_INSTRUCTION A_: According to the article on Restricted Stock Units, what is the cost basis of the 800 shares that vest on June 1, 2027?
_INSTRUCTION B_: Please copy the stretch of the article on Restricted Stock Units from "Most people just" through "those shares vest.".

──────── SELECTED EXCERPT ────────

If your company gives you Restricted Stock Units, there’s one thing you need to understand above everything else: when they vest, the full value of those shares is taxable income to you that year. Full stop. If you take one thing from this article, let it be that.
Companies that are already publicly traded will often grant RSUs to employees as a way to keep them around while the stock vests over a number of years. The stock goes up, your unvested shares become more valuable, and you’re motivated to stick around and help grow the business. Pretty straightforward incentive.
The tax treatment, though, is where people get tripped up.
Let’s use round numbers. Company X grants you 2,400 shares of stock via an RSU award on June 1, 2026. The shares vest over three years, with 800 shares vesting at the end of each year. On the grant date, the stock is trading at $100 per share.
At grant: nothing happens. You don’t owe any tax because you don’t actually own the stock yet. If you quit tomorrow, those shares don’t come with you. The IRS only cares about shares you’ve actually received.
One year later, June 1, 2027: Your first 800 shares vest. The stock price has climbed to $125, which is great. The stock is up 25%, and you now own 800 shares worth $100,000.
Now it gets important. That $100,000 shows up as ordinary income on your 2027 W-2, right alongside your salary. You owe income tax on it. Federal, state, FICA, all of it. Your employer will probably withhold some taxes at vesting, either by holding back a portion of the shares (this is called sell-to-cover) or through some other arrangement. The catch is that withholding is often done at a flat 22% federal rate, and if you’re in a higher bracket than that, you’ll owe the difference when you file.
So you’ve got 800 shares of Company X at $125 each. You’ve already been taxed on that $100,000. Now what?
Most people just hold. It’s their company. They believe in the business. Selling feels disloyal, or maybe they just don’t think about it. But ask yourself this: if someone handed you $100,000 in cash right now, would you turn around and buy 800 shares of this one stock with it?
Because that’s the decision you’re making. From a tax standpoint, the slate is clean the moment those shares vest.
This is the part that trips people up the most. You’ve already been taxed on the full fair market value at vesting. Your cost basis in those shares is $125, the price on the day they vested. So if you sell the stock right away at $125, there’s no gain, no loss. You received $100,000 in income (already taxed), and you converted it to cash.
Now, if you hold and the stock climbs to $150, you’d owe capital gains tax on that $25 per share of appreciation above your $125 basis whenever you sell. Hold for more than a year after vesting, and you qualify for the lower long-term capital gains rate. On the flip side, if the stock falls to $100, you’d have a $25-per-share capital loss you could use to offset gains elsewhere.

──────── EXTRACTED MATERIAL ────────

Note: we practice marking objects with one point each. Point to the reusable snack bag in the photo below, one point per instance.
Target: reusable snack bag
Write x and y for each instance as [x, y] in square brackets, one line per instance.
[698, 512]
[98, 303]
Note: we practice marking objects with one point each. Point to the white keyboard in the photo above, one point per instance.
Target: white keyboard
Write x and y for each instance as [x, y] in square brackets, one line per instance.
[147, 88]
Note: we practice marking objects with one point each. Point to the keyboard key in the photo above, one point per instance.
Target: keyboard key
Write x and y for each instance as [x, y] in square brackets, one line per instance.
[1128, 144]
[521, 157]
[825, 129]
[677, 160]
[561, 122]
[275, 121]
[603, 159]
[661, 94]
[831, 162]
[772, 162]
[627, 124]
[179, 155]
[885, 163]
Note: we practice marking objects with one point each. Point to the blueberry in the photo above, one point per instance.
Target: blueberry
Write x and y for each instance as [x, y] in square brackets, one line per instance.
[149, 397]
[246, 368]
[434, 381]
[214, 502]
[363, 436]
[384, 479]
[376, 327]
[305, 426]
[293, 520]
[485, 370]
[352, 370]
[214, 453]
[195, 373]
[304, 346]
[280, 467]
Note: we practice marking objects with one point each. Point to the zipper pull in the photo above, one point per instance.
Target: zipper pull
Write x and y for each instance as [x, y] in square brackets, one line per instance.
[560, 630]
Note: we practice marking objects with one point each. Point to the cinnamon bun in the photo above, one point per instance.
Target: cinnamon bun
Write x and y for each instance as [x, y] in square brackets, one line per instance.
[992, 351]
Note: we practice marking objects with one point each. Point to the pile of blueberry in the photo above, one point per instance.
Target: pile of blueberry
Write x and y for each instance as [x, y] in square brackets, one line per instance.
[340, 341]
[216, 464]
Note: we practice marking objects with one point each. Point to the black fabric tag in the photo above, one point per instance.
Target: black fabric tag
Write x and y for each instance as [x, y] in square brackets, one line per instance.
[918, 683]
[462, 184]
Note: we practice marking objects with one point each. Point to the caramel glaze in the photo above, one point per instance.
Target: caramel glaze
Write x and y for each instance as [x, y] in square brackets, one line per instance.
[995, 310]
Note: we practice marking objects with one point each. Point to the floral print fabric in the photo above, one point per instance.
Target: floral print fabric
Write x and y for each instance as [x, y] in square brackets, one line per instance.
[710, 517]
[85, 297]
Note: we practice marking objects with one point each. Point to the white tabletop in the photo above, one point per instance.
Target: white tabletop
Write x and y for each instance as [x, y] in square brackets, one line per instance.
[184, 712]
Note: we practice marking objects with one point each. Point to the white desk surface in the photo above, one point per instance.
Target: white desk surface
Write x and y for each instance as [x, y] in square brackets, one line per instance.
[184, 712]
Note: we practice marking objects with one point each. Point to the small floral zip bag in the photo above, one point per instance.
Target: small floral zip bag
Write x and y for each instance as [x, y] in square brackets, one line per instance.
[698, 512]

────────

_SOLUTION A_: $125 per share, the price on the day they vested.

_SOLUTION B_:
Most people just hold. It’s their company. They believe in the business. Selling feels disloyal, or maybe they just don’t think about it. But ask yourself this: if someone handed you $100,000 in cash right now, would you turn around and buy 800 shares of this one stock with it?
Because that’s the decision you’re making. From a tax standpoint, the slate is clean the moment those shares vest.